::: PROVIDED RECORDS

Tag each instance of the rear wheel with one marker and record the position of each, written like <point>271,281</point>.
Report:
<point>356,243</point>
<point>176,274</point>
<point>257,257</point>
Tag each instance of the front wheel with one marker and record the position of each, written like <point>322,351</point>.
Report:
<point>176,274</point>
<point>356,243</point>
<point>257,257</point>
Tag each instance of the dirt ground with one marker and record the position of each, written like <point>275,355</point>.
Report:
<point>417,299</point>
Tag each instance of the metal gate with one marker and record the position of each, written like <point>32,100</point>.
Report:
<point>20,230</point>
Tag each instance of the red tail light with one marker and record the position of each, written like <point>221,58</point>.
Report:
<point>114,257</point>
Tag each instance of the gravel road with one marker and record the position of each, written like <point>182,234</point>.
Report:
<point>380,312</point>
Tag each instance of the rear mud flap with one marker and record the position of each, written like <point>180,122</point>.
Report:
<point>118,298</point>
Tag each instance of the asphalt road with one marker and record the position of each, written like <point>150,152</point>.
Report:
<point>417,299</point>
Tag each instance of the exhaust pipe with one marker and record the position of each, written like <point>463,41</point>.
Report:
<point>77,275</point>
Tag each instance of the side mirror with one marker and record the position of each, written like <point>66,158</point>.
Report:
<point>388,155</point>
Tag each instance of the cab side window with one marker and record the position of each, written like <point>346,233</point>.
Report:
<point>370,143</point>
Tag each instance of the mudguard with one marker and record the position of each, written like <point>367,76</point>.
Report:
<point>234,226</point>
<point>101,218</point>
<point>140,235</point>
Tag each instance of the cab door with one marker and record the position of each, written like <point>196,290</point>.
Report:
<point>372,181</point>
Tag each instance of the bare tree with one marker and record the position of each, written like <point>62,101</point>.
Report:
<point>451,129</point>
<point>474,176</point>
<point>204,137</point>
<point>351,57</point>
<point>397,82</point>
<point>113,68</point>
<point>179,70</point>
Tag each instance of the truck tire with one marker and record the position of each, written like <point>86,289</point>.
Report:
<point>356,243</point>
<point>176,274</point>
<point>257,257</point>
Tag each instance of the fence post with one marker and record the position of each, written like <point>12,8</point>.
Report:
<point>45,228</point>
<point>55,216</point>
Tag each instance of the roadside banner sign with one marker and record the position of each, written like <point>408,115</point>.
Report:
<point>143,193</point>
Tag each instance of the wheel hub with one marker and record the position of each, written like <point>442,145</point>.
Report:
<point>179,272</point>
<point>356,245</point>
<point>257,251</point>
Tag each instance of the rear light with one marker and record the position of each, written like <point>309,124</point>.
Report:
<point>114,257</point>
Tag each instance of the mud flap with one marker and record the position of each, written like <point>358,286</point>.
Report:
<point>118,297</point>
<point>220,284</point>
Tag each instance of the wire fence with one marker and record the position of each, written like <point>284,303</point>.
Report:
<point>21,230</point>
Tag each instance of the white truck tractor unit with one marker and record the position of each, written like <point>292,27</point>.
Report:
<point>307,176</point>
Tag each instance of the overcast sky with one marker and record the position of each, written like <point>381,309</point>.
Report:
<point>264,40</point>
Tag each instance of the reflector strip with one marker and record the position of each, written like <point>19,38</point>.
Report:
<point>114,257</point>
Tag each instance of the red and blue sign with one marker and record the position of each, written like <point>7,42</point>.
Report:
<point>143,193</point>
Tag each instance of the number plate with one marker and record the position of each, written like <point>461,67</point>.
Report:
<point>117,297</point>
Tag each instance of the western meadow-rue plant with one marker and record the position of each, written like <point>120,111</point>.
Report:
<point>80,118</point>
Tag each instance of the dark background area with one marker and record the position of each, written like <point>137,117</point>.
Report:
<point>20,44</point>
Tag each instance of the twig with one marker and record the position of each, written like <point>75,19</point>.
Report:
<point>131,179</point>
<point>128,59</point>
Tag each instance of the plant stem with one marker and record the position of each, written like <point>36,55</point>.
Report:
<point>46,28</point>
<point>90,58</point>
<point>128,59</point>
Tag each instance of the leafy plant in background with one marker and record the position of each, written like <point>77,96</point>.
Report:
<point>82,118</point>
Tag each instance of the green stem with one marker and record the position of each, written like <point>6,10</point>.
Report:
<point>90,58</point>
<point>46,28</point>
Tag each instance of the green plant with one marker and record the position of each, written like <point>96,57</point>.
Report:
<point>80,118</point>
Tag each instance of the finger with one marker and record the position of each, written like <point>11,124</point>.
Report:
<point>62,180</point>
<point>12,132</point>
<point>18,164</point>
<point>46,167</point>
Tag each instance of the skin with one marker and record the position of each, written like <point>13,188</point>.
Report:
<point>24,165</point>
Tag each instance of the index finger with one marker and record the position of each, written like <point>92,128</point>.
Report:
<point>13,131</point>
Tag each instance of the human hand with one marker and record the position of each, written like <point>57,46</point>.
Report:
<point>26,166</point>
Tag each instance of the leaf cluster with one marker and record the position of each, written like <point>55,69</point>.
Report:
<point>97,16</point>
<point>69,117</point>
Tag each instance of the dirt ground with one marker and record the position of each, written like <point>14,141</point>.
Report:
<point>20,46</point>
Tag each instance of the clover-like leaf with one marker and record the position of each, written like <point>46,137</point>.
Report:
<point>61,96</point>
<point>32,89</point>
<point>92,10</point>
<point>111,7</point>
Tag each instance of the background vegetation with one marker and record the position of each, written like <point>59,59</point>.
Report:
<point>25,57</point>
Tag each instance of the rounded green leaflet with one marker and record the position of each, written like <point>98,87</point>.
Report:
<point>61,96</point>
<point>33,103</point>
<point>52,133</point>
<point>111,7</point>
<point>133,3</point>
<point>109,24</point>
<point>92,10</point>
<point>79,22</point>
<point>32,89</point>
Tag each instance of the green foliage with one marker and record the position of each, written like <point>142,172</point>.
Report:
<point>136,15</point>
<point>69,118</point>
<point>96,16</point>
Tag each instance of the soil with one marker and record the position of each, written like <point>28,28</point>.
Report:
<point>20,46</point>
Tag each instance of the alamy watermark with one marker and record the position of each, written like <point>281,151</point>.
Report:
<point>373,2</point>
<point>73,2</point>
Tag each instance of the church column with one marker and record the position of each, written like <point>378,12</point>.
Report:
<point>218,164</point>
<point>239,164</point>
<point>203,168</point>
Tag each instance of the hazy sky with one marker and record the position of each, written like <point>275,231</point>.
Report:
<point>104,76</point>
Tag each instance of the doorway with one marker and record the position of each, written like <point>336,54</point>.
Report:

::::::

WHAT YOU NEED TO DO
Duplicate all of the material above, line for line and without any changes.

REPLY TO THE TASK
Tag each instance of the rear wheel with one marker and record the position of each, written like <point>271,281</point>.
Report:
<point>356,243</point>
<point>176,274</point>
<point>257,257</point>
Tag each instance of the front wheel with one marker and record the position of each, written like <point>322,351</point>.
Report:
<point>176,274</point>
<point>356,243</point>
<point>257,257</point>
Tag each instance of the dirt ground with one marker and record the position of each, written like <point>275,355</point>.
Report:
<point>417,299</point>
Tag each instance of the metal gate with one marker and record the position of each, written like <point>32,100</point>.
Report:
<point>20,230</point>
Tag each instance of the red tail light with one marker and record the position of each, written like <point>221,58</point>.
Report:
<point>114,257</point>
Tag each instance of the gravel road with one marker and record the position of each, written like <point>182,234</point>.
Report:
<point>380,312</point>
Tag each instance of the rear mud flap with one marker and record the position of each, written like <point>180,122</point>.
Report:
<point>118,298</point>
Tag each instance of the asphalt road with one marker and record the position of each, written like <point>150,152</point>.
Report:
<point>417,299</point>
Tag each instance of the exhaust pipe with one marker and record the position of each, written like <point>463,41</point>.
Report:
<point>77,275</point>
Tag each instance of the side mirror with one marker and record the position of each, written like <point>66,158</point>.
Report:
<point>388,155</point>
Tag each instance of the cab side window with one marker and record the position of each, written like <point>346,233</point>.
Report:
<point>370,143</point>
Tag each instance of the mudguard with one marker and record the position of each, written like <point>367,76</point>.
Report:
<point>234,226</point>
<point>101,218</point>
<point>140,235</point>
Tag each instance of the cab door with one marker and record the position of each, written like <point>196,290</point>.
Report:
<point>372,181</point>
Tag each instance of the bare tree with one marker and record the position of each, written like <point>62,101</point>.
Report:
<point>451,129</point>
<point>474,176</point>
<point>204,137</point>
<point>351,57</point>
<point>397,82</point>
<point>113,68</point>
<point>179,70</point>
Tag each instance of the truck tire with one marker and record the position of each, written like <point>86,289</point>.
Report:
<point>356,243</point>
<point>176,274</point>
<point>257,257</point>
Tag each instance of the fence post with one marker and record the position of each, written like <point>12,8</point>.
Report:
<point>45,228</point>
<point>55,216</point>
Tag each instance of the roadside banner sign with one marker and record the position of each, written like <point>408,115</point>.
Report:
<point>143,193</point>
Tag each instance of the wheel hub with one marker and record the position of each, written like <point>442,145</point>.
Report:
<point>179,272</point>
<point>356,245</point>
<point>257,251</point>
Tag each instance of the rear light with one marker and record the position of each, written like <point>309,124</point>.
Report:
<point>114,257</point>
Tag each instance of the mud flap with one marker and record the position of each, written like <point>358,286</point>.
Report:
<point>118,297</point>
<point>220,284</point>
Tag each instance of the wire fence with one marker and record the position of each, written like <point>284,303</point>.
Report:
<point>21,230</point>
Tag each instance of the white truck tractor unit with one marker and record the position of each, written like <point>292,27</point>.
Report:
<point>307,176</point>
Tag each instance of the overcast sky with one marker and record the position of each, written like <point>381,309</point>.
Report:
<point>264,40</point>
Tag each instance of the reflector strip with one marker and record the position of each, written like <point>19,38</point>.
Report:
<point>114,257</point>
Tag each instance of the red and blue sign with one marker and record the position of each, written like <point>7,42</point>.
Report:
<point>143,193</point>
Tag each instance of the number plate with one marker and record the position of each, written like <point>461,67</point>.
Report:
<point>117,297</point>
Tag each instance of the western meadow-rue plant with one marker and record the position of each, written like <point>120,111</point>.
Report:
<point>80,118</point>
Tag each instance of the dark background area with one marker and record the position of each, written like <point>137,117</point>.
Report:
<point>20,44</point>
Tag each instance of the twig with one marker and record the position of each, written like <point>75,19</point>.
Report:
<point>131,179</point>
<point>128,59</point>
Tag each instance of the plant stem with one marker and record the position of each, written like <point>36,55</point>.
Report:
<point>46,28</point>
<point>90,58</point>
<point>128,59</point>
Tag each instance of the leafy plant in background with one marker and record the position of each, written like <point>77,96</point>.
Report:
<point>82,118</point>
Tag each instance of the green stem with one marker and record the position of each, written like <point>6,10</point>.
Report:
<point>90,58</point>
<point>46,28</point>
Tag each instance of the green plant with one marker and record the position of each, written like <point>96,57</point>.
Report:
<point>80,118</point>
Tag each instance of the finger with one marker and record the position of each, written like <point>11,124</point>.
Report:
<point>62,180</point>
<point>12,132</point>
<point>18,164</point>
<point>46,167</point>
Tag each instance of the skin with one marker and record the position of each, written like <point>13,188</point>.
Report:
<point>24,165</point>
Tag each instance of the index finger with one marker and record the position of each, written like <point>92,128</point>.
Report:
<point>13,131</point>
Tag each instance of the human hand with one marker and record the position of each, written like <point>57,46</point>.
Report:
<point>26,166</point>
Tag each instance of the leaf cluster with one marker and record the position of each, written like <point>55,69</point>.
Report:
<point>97,16</point>
<point>69,117</point>
Tag each instance of the dirt ground with one marker and record the position of each, written like <point>14,141</point>.
Report:
<point>20,46</point>
Tag each instance of the clover-like leaf with one marker and record the position of each, written like <point>46,137</point>.
Report:
<point>61,96</point>
<point>32,89</point>
<point>92,10</point>
<point>111,7</point>
Tag each instance of the background vegetation with one marker and record the position of each, written like <point>59,59</point>.
Report:
<point>25,57</point>
Tag each instance of the rounded green leaflet with one marker and record the position of each, written like <point>98,87</point>.
Report:
<point>61,96</point>
<point>33,103</point>
<point>52,133</point>
<point>111,7</point>
<point>133,3</point>
<point>109,24</point>
<point>92,10</point>
<point>79,22</point>
<point>32,89</point>
Tag each instance of the green foliage with one marker and record the position of each, written like <point>142,172</point>.
Report:
<point>136,15</point>
<point>69,118</point>
<point>96,16</point>
Tag each instance of the soil with one marker and record the position of each, written like <point>28,28</point>.
Report:
<point>20,46</point>
Tag each instance of the alamy watermark with one marker and record the position of each, written like <point>281,151</point>.
Report:
<point>373,2</point>
<point>73,2</point>
Tag each instance of the church column with one marker and record the position of each, written like <point>378,12</point>.
Report:
<point>218,164</point>
<point>239,164</point>
<point>203,168</point>
Tag each instance of the hazy sky with one marker and record the position of each, written like <point>275,231</point>.
Report:
<point>104,76</point>
Tag each instance of the doorway with one marker and record the position of each, written like <point>336,54</point>.
Report:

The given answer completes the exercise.